_Free-text object descriptions_:
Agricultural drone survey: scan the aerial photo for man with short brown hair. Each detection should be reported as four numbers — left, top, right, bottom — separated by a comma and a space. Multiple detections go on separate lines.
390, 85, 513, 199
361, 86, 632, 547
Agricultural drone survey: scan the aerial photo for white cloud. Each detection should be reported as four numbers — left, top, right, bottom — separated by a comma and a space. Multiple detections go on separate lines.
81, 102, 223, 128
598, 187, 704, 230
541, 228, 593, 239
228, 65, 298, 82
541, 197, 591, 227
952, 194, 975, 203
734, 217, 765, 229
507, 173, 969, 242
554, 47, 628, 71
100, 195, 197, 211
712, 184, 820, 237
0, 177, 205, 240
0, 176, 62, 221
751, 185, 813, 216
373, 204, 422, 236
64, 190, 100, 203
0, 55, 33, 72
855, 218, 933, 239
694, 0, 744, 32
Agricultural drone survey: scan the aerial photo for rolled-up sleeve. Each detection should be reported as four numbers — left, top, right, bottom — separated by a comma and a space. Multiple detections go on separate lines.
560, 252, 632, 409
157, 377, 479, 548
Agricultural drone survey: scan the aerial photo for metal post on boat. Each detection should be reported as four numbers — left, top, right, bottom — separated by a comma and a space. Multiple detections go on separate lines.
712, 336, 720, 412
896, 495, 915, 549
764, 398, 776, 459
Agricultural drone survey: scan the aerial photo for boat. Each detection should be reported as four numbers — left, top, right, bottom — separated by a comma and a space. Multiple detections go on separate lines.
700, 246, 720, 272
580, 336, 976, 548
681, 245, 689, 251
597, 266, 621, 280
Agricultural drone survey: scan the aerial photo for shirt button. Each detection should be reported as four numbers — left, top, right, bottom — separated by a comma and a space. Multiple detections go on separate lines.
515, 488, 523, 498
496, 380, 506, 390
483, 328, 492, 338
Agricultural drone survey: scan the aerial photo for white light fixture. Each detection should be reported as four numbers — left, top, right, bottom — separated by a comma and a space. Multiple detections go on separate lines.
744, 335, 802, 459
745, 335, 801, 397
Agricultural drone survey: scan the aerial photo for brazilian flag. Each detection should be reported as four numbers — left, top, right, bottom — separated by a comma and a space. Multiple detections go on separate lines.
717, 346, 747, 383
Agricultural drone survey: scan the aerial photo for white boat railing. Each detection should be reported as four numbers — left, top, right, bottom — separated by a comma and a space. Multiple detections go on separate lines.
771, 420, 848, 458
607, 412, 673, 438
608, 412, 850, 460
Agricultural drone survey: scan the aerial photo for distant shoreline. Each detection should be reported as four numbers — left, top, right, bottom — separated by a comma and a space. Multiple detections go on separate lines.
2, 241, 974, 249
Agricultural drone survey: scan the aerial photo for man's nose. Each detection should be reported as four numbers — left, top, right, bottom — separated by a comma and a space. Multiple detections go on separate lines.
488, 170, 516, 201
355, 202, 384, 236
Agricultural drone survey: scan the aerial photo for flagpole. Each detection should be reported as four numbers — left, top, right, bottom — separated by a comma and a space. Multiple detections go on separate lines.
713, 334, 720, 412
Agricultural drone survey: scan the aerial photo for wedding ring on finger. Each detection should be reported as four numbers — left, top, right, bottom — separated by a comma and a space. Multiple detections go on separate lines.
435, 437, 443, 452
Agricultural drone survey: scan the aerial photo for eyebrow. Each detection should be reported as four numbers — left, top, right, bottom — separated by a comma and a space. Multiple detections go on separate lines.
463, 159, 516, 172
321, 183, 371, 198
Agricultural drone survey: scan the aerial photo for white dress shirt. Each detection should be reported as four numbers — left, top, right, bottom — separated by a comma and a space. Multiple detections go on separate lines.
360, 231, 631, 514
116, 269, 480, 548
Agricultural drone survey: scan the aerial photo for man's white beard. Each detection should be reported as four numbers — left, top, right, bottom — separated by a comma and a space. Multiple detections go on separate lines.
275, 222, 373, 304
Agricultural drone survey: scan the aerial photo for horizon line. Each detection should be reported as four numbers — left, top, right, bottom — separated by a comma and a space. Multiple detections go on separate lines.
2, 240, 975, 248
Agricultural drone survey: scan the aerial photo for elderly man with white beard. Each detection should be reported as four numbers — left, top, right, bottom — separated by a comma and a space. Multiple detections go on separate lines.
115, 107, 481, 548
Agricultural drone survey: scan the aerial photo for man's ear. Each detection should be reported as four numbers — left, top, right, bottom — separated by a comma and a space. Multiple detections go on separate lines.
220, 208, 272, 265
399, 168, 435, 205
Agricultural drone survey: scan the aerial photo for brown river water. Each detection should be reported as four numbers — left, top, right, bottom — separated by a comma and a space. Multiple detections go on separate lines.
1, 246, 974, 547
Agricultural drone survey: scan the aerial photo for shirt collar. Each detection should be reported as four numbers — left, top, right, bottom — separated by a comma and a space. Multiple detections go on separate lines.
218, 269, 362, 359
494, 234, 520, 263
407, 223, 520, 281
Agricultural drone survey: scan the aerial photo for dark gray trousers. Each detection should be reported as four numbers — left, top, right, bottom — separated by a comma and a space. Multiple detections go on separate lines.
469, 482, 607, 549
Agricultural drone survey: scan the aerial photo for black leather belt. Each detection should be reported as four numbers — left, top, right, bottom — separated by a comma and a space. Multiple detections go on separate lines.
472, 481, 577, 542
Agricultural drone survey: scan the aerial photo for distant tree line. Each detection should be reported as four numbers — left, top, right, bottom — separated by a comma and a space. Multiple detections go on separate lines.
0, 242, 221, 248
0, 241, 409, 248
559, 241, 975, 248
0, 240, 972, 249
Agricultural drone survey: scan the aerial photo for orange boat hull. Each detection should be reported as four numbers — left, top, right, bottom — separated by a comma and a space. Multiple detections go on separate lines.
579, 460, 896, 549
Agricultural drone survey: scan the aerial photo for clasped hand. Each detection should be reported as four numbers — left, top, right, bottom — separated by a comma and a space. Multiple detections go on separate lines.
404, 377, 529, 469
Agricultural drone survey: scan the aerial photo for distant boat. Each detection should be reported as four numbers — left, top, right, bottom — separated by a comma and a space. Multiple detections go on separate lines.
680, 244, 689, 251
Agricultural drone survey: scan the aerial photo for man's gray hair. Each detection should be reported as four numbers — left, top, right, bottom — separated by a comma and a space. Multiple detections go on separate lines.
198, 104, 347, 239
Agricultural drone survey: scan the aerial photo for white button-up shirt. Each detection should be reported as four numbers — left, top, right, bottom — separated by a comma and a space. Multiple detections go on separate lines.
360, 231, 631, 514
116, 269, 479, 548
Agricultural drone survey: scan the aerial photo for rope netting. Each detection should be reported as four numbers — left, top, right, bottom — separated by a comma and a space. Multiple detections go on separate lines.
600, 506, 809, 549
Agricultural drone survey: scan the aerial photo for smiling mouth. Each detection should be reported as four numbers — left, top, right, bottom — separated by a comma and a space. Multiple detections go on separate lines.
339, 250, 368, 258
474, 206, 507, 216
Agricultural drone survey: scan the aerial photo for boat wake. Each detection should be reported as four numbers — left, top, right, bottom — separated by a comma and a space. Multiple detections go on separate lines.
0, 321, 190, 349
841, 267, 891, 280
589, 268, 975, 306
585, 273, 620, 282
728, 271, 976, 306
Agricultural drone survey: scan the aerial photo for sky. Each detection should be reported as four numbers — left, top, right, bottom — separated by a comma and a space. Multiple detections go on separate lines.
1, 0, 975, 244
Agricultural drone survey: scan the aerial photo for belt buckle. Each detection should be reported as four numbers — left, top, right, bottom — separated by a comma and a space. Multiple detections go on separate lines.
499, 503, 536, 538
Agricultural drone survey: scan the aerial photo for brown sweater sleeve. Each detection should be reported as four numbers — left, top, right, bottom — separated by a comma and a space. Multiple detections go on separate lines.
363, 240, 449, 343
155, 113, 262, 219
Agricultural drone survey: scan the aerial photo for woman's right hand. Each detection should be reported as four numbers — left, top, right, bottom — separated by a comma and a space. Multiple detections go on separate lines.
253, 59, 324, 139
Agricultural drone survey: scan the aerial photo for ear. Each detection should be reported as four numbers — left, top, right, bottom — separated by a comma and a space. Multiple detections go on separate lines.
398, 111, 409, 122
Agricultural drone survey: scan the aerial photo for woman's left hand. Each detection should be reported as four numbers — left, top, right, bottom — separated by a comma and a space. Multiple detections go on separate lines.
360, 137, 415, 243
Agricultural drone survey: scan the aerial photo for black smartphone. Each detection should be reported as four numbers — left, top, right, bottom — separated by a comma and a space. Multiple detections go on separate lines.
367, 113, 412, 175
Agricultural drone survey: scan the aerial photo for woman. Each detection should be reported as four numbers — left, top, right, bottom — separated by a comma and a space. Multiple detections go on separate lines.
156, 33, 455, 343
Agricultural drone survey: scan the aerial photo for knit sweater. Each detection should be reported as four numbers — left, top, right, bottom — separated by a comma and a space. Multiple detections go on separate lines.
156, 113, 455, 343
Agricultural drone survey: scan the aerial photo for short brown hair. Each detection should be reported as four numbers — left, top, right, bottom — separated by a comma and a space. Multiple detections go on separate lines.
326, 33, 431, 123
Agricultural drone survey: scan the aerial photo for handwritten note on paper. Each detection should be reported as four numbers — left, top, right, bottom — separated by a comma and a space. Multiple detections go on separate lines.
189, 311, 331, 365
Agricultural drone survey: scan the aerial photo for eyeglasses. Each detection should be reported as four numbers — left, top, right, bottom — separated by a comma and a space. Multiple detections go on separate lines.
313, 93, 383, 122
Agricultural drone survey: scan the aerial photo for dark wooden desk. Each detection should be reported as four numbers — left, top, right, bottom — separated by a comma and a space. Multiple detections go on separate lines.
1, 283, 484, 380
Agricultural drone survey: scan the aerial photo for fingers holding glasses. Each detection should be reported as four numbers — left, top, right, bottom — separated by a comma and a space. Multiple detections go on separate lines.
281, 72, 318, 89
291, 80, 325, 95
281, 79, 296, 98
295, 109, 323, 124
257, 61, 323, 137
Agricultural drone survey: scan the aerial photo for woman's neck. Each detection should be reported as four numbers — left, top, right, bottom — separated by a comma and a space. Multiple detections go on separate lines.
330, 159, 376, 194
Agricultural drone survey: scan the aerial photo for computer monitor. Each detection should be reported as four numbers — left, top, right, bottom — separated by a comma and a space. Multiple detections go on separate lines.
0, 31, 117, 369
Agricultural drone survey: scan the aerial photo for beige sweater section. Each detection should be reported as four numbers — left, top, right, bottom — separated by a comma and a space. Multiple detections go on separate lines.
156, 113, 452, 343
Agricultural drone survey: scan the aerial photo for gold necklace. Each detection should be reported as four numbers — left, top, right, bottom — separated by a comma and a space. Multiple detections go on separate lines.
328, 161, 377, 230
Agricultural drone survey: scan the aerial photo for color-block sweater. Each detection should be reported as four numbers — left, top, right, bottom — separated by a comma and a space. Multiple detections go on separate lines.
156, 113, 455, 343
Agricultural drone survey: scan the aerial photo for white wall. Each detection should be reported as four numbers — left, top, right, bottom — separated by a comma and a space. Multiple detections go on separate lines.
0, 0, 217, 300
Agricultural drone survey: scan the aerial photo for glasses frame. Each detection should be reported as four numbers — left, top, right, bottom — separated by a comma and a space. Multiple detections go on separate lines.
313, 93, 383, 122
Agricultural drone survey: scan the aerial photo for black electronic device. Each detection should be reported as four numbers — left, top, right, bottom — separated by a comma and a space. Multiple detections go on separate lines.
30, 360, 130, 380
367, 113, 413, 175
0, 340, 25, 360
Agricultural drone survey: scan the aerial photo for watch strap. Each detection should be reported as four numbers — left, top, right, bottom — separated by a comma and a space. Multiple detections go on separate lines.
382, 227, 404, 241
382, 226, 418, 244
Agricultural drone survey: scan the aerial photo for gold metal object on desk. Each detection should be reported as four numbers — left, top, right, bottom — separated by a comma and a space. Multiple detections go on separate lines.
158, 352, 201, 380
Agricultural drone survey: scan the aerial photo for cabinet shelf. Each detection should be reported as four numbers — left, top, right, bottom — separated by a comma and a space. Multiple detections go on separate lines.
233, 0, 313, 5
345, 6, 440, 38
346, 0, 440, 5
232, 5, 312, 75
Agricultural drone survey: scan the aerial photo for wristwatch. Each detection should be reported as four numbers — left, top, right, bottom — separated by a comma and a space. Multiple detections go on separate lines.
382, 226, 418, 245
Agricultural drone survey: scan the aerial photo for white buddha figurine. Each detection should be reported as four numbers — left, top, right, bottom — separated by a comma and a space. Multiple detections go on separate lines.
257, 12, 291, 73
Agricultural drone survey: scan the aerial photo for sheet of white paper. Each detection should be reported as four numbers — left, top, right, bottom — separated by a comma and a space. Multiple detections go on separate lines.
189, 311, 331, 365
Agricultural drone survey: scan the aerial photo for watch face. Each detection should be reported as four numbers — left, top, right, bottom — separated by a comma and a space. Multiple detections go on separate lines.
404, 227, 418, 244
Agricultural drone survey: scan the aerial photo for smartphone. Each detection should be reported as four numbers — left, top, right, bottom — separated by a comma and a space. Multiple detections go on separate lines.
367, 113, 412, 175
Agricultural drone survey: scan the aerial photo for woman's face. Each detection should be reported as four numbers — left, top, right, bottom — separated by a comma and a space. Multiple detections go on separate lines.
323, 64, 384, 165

_TASK REQUIREMENTS_: Return the lines from the line containing "for woman's face." to the end of the entries above, exactly as they appear and with no other output.

_OUTPUT FOR THIS EXERCISE_:
Agricultural drone survey: scan the aerial photo for woman's face. Each detection should be reported as four numbers — left, top, right, bottom — separated by a comma and a space. Multiple detections go on separate lines.
323, 64, 384, 165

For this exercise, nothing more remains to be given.